Description of the task:
Could you format the entries below as a numbered list, starting at the line that contains "Target: standing person" and ending at the final line of the entries, both included, with blank lines left out?

Entries provided:
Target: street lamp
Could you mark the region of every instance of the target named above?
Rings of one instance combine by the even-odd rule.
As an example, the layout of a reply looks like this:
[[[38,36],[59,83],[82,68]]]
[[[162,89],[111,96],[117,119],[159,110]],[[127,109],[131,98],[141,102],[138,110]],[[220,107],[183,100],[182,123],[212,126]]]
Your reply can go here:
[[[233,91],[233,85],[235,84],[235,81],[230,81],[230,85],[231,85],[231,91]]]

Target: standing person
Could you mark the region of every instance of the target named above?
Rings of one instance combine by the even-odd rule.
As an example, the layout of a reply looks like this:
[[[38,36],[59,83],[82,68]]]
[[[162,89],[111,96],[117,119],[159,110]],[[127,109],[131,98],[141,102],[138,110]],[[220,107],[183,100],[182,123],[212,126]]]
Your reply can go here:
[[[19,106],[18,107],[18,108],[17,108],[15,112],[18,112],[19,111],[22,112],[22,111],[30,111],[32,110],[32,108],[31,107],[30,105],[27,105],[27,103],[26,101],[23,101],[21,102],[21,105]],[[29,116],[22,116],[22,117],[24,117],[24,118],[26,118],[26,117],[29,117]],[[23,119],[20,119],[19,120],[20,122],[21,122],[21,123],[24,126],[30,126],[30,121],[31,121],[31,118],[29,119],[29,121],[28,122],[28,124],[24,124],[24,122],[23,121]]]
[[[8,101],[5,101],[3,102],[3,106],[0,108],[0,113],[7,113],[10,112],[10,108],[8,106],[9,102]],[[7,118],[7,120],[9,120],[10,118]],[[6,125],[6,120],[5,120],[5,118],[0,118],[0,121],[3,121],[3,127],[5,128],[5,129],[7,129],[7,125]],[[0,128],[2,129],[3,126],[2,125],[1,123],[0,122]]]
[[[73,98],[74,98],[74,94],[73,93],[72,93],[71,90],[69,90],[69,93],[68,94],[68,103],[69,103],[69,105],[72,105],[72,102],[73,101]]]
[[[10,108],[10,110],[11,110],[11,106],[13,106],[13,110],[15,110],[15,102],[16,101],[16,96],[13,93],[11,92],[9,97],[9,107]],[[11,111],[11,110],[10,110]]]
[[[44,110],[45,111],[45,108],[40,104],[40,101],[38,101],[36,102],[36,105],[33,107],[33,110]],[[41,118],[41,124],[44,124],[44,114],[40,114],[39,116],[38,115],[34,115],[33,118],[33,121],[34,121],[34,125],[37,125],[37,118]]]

The result:
1. Target: standing person
2. Could you mark the region of every instance of the target named above?
3. Rings of one instance combine by the even-odd rule.
4. As an example, the layout of a reply looks like this:
5. [[[38,36],[59,83],[82,68]]]
6. [[[162,89],[111,96],[117,119],[159,110]],[[127,109],[131,98],[141,102],[138,110]],[[220,107],[183,100],[182,123],[212,126]]]
7. Your reply can go here:
8. [[[19,106],[18,107],[18,108],[17,108],[15,112],[18,112],[19,111],[22,112],[22,111],[30,111],[32,110],[32,108],[31,107],[30,105],[27,105],[27,103],[26,101],[23,101],[21,102],[21,105]],[[29,116],[22,116],[22,117],[24,117],[24,118],[26,118],[26,117],[29,117]],[[23,119],[20,119],[19,120],[20,122],[21,122],[21,123],[24,126],[30,126],[30,121],[31,121],[31,118],[29,119],[29,121],[28,122],[28,124],[24,124],[24,122],[23,121]]]
9. [[[8,101],[5,101],[3,102],[3,106],[0,108],[0,113],[7,113],[10,112],[10,108],[8,106],[9,102]],[[7,118],[7,120],[9,120],[10,118]],[[6,125],[6,120],[5,120],[5,118],[0,118],[0,121],[3,121],[3,127],[5,128],[5,129],[7,129],[7,125]],[[0,128],[2,129],[3,126],[2,125],[1,123],[0,122]]]
10. [[[73,98],[74,98],[74,94],[73,93],[72,93],[71,90],[69,90],[69,93],[68,94],[68,103],[69,103],[69,105],[72,105],[72,102],[73,101]]]
11. [[[10,108],[10,110],[11,110],[11,106],[13,106],[13,110],[15,110],[15,102],[16,101],[16,96],[13,93],[11,92],[9,97],[9,107]],[[11,111],[11,110],[10,110]]]
12. [[[44,110],[45,111],[45,108],[40,104],[40,101],[38,101],[36,102],[36,105],[33,107],[33,110]],[[41,118],[41,124],[44,124],[44,114],[40,114],[39,116],[38,115],[34,115],[33,118],[33,121],[34,121],[34,125],[37,125],[37,118]]]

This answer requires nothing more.